# PROVIDED INFORMATION
-------

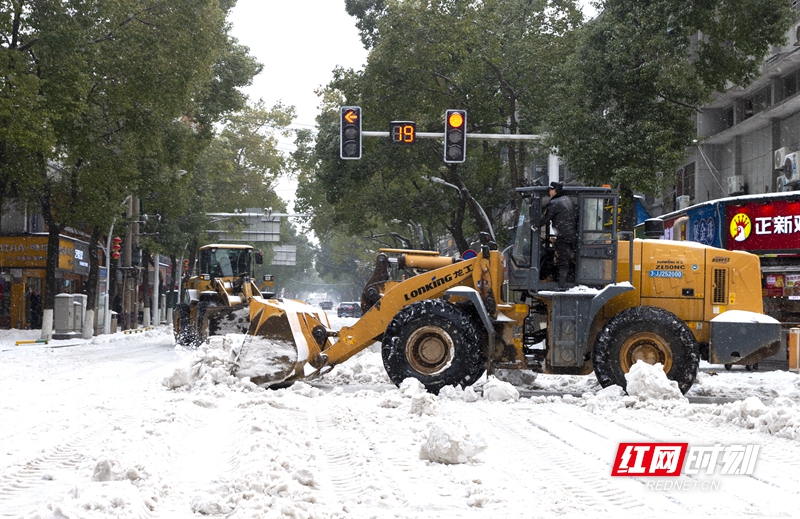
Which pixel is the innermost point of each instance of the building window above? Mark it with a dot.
(729, 117)
(685, 181)
(756, 103)
(790, 85)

-------

# WHAT TO PRODUCE
Write out all the lines above again, requests included, but scale every coordinate in the answers by 0.75, rounding to whole numbers with halves going up. Leave the pictures out.

# TASK RESULT
Which pixel is the innermost point of each instance of the building window above? Mark it with a dot.
(547, 88)
(514, 136)
(567, 77)
(593, 64)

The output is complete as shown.